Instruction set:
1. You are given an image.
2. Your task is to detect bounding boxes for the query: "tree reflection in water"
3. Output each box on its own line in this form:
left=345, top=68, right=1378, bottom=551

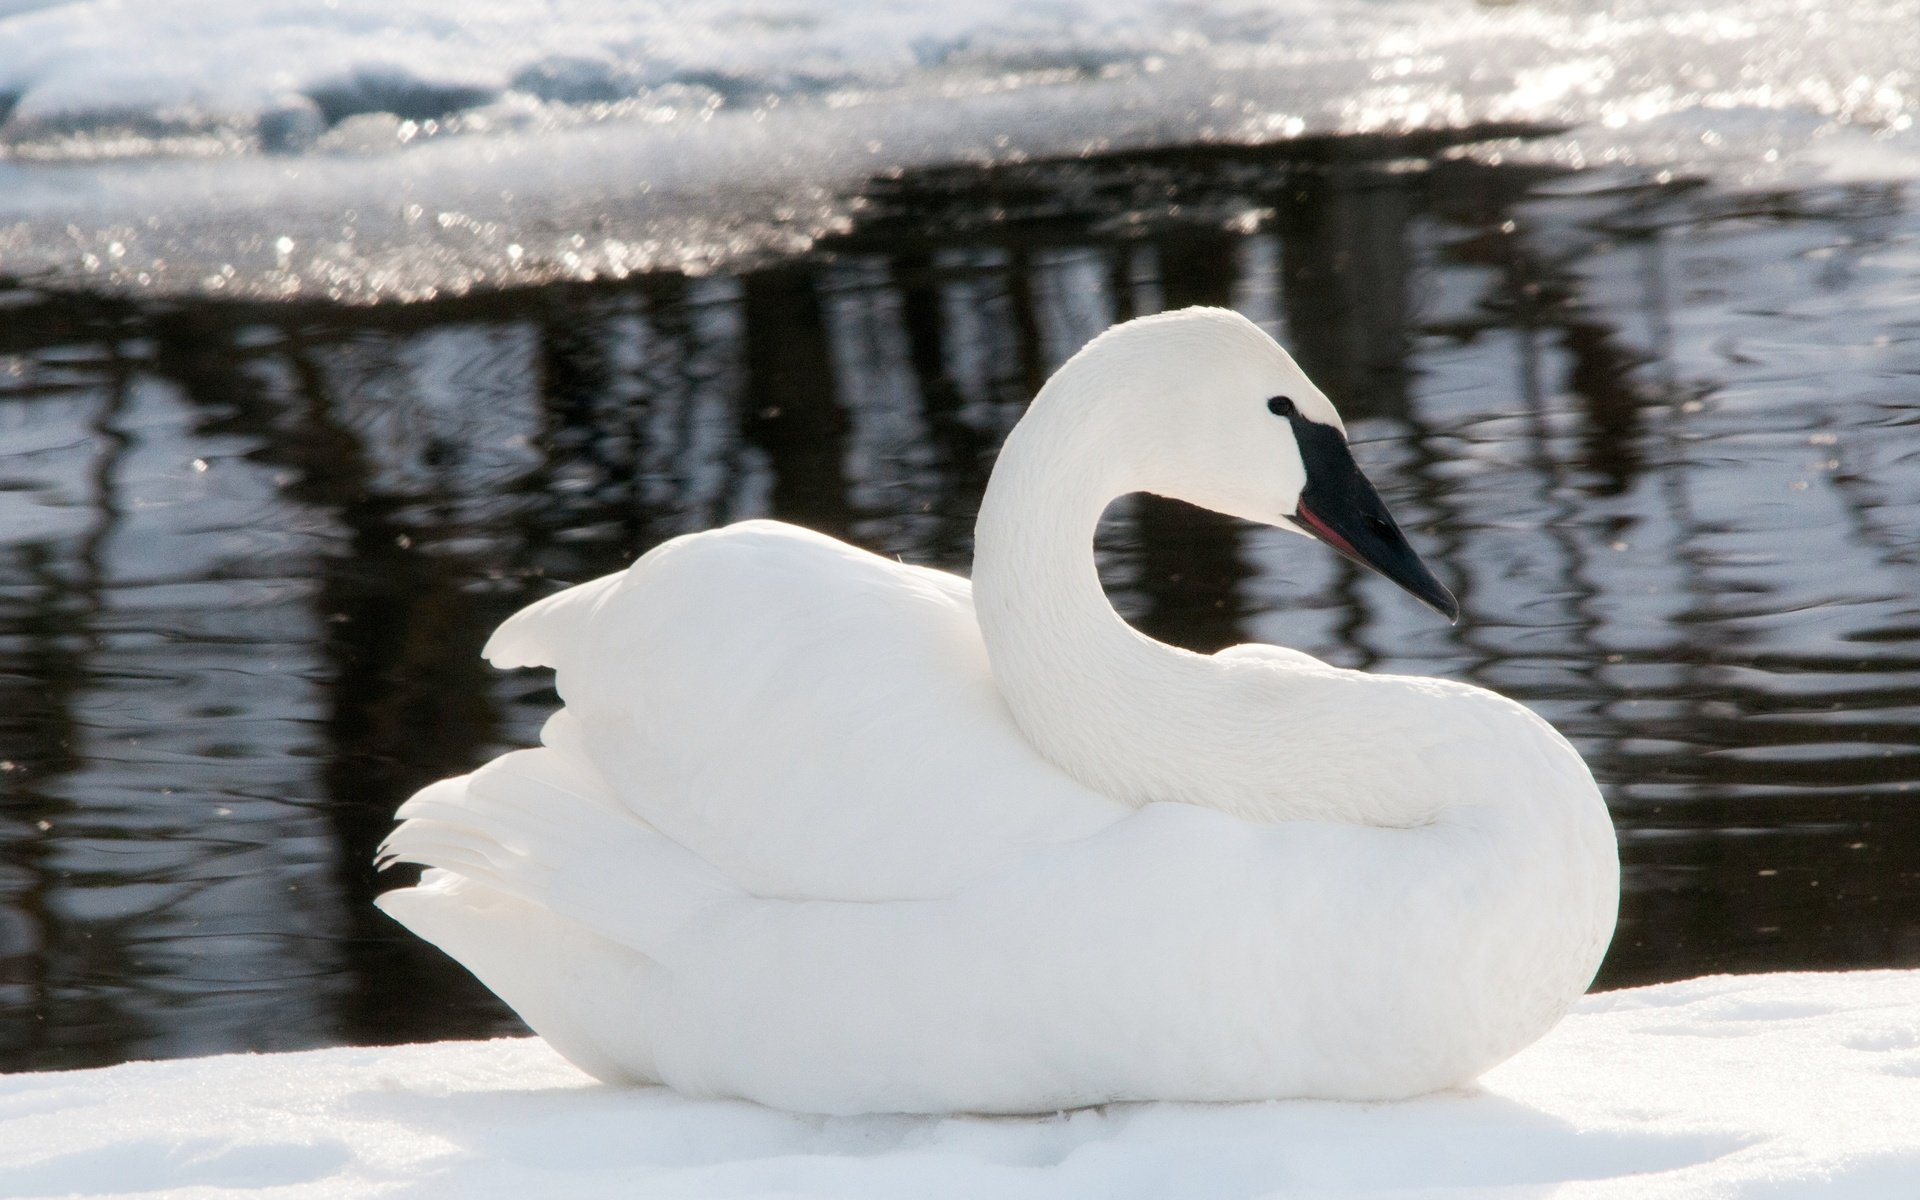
left=2, top=145, right=1917, bottom=1071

┄┄┄┄┄┄

- REQUIRED WORK: With the pictures omitted, the material is to be transcribed exactly.

- TASK ANSWER:
Instruction set:
1. You are given an image.
2. Your task is to detect bounding boxes for the query: "tree reflection in water"
3. Output each box on its own line in this form:
left=345, top=68, right=1378, bottom=551

left=2, top=145, right=1917, bottom=1071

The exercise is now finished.